### TEXT PROVIDED ###

# OOps! How'd that get in there?



## stuiec (Sep 25, 2010)

I'd better go kill the main before ripping this out...


----------



## chicken steve (Mar 22, 2011)

gotcha a 230.8 there Stu ?

~CS~


----------



## stuiec (Sep 25, 2010)

chicken steve said:


> gotcha a 230.8 there Stu ?
> 
> ~CS~


not sure what a 230.8 is ( I only speak Canadum) but that switched cord cap enters the panel with no connector, then splices onto 2 conductors that snuck in with the feeders. CEC 6-306





















Though now that I think of it, this is after the main at the pole, so the feeders are not the service entrance. Other violations at the LB notwithstanding, are those two other conductors allowed to be in the same raceway as the feeders? I'll crack the books.


----------



## niteshift (Nov 21, 2007)

Was that a live nest when you removed the cover?

If it was, hope you get well soon.:thumbsup:


----------



## chicken steve (Mar 22, 2011)

_doh!_

sorry Stu

i really should get the codebook from up your way, i'm close enough that theres enough cross-code talk here

~CS~


----------



## stuiec (Sep 25, 2010)

niteshift said:


> Was that a live nest when you removed the cover?
> 
> If it was, hope you get well soon.:thumbsup:


Got lucky there, the pic is from spring, and noone was home (or made it throught the winter).





chicken steve said:


> _doh!_
> 
> sorry Stu
> 
> ...


Sooner or later I'm sure I'll pick up some version of the NEC just for kicks. I'm still waiting for my copy of the American Linesman's Handbook to show up (someone on here mentioned it had some interesting material), and I'm still finding my way around the CEC.:laughing:


----------



## Albertaelectric (May 4, 2012)

Pretty soon you won't have to. The Governments (both) want to have our codes aligned within the next two cycles so us albertans can import American help for the oilsands. I don't know if you've had a look at the 2012 Stu, big changes. We can even put panels outside now.


----------



## chicken steve (Mar 22, 2011)

well that wouldn't be a bad thing....~CS~


----------



## stuiec (Sep 25, 2010)

Albertaelectric said:


> Pretty soon you won't have to. The Governments (both) want to have our codes aligned within the next two cycles so us albertans can import American help for the oilsands. I don't know if you've had a look at the 2012 Stu, big changes. We can even put panels outside now.


I was eyeing one at EECOL this afternoon, just didn't pull the trigger. I've read here that they have made quite a few changes. 

I cannot for the life of me find anything in the 2009 regarding conductors entering a panelboard _with_ the feeders (I just realised that the main premis of this thread may be bunk-o).

### SUPPLIED INFORMATION ###

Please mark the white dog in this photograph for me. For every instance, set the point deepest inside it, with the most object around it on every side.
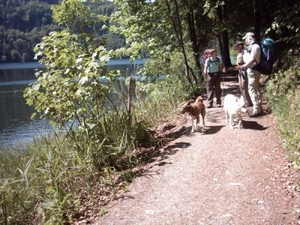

###

§ SET TASKS:
(a) Render this sentence from the forum thread on the electrical panel into French: "I've read here that they have made quite a few changes."
(b) Extend the forum thread on the electrical panel past its last post by writing the next reply.
The material plays no part in the work that remains.

§ SET OF ANSWERS:
(a) J'ai lu ici qu'ils ont apporté pas mal de changements.

(b)
Where would panels outside be to advantage up here?


----------



## LARMGUY (Aug 22, 2010)

That can't be in Canada, the panel isn't mounted sideways.


----------



## Albertaelectric (May 4, 2012)

I really couldn't tell you what the advantage is anywhere but it's part of the harmonizing. The 75 degree rule for 120v breakers will be the biggest adaptation to make. There are loopholes they have designated however.


----------



## stuiec (Sep 25, 2010)

LARMGUY said:


> That can't be in Canada, the panel isn't mounted sideways.


pretty sure the "real Canada" (where those infernal shows are made), doesn't consider the West to be Canadian anyhow :laughing:


----------



## stuiec (Sep 25, 2010)

Albertaelectric said:


> I really couldn't tell you what the advantage is anywhere but it's part of the harmonizing. The 75 degree rule for 120v breakers will be the biggest adaptation to make. There are loopholes they have designated however.


 
I'd better wait until I get back from holidays before I pick it up:laughing:


----------



## D-Bo (Apr 15, 2012)

hack is hack in any jurisdiction


----------



## nrp3 (Jan 24, 2009)

Seen plenty of that green romex, but digging the red stuff too.


----------



## JohnR (Apr 12, 2010)

Well at least whoever did that was consistent.


----------



## randas (Dec 14, 2008)

Nothing against feeders and branch ccts in the same pipe as long as they come from the same system (transformer)


----------



## joedreamliner787 (Sep 27, 2011)

stuiec said:


> not sure what a 230.8 is ( I only speak Canadum) but that switched cord cap enters the panel with no connector, then splices onto 2 conductors that snuck in with the feeders. CEC 6-306
> 
> 
> 
> ...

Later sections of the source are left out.